**SUPPLIED DATA**
========================================

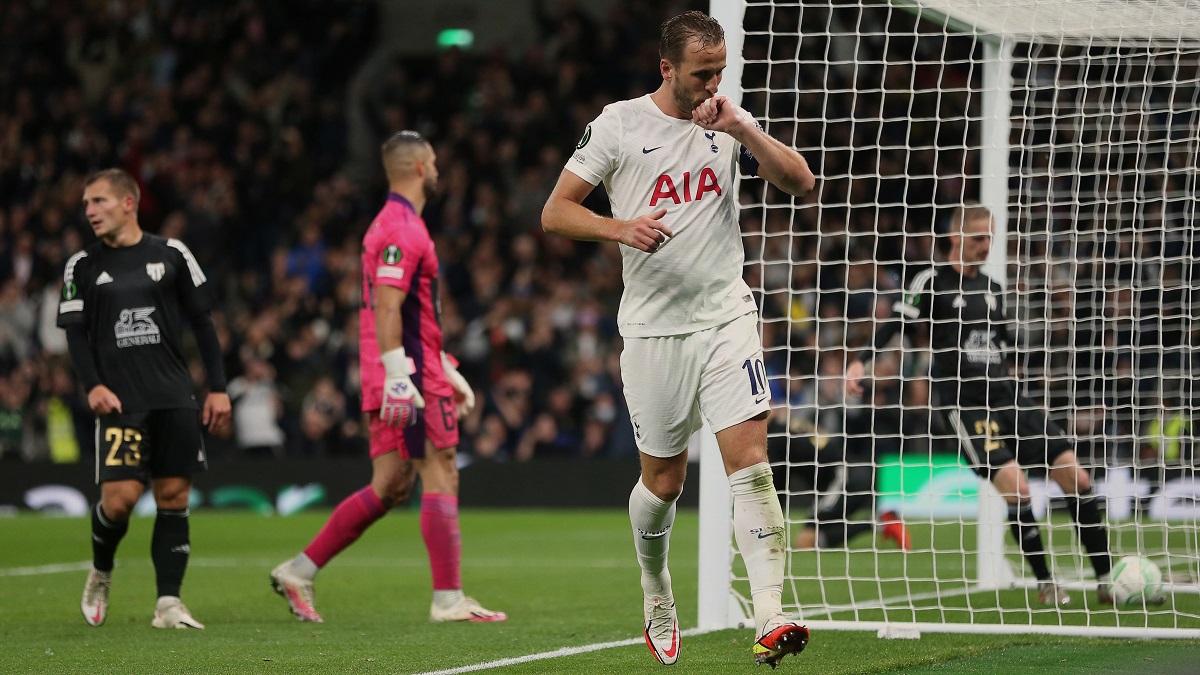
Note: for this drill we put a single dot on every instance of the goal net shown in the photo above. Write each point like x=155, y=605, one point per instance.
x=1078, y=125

========================================

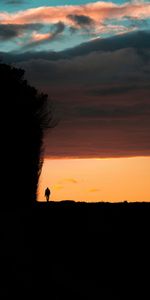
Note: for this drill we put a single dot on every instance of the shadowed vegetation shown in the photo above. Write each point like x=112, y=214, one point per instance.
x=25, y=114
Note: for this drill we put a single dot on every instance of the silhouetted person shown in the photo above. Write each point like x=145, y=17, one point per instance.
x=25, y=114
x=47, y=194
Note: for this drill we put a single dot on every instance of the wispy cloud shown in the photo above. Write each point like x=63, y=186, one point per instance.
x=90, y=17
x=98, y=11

========================================

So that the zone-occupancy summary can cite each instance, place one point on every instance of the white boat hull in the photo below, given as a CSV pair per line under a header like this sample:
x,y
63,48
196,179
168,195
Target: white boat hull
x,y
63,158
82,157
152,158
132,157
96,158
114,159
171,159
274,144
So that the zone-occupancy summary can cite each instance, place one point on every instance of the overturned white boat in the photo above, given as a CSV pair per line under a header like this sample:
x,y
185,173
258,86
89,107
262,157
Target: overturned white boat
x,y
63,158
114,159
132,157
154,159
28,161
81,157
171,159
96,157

========================================

**SET EXERCISE**
Please report every line of the entries above that contains the word "summary".

**EXERCISE RESPONSE**
So that the zone-occupancy summary can cite each instance, place one point on every instance of the white boat hull in the photo below, given as a CSV pair per line under a header like this sample:
So that the zone-occupancy summary can cite each instance, place one point on every instance of the overturned white boat in the photo above, given as a CSV pair per line under a header like this sample:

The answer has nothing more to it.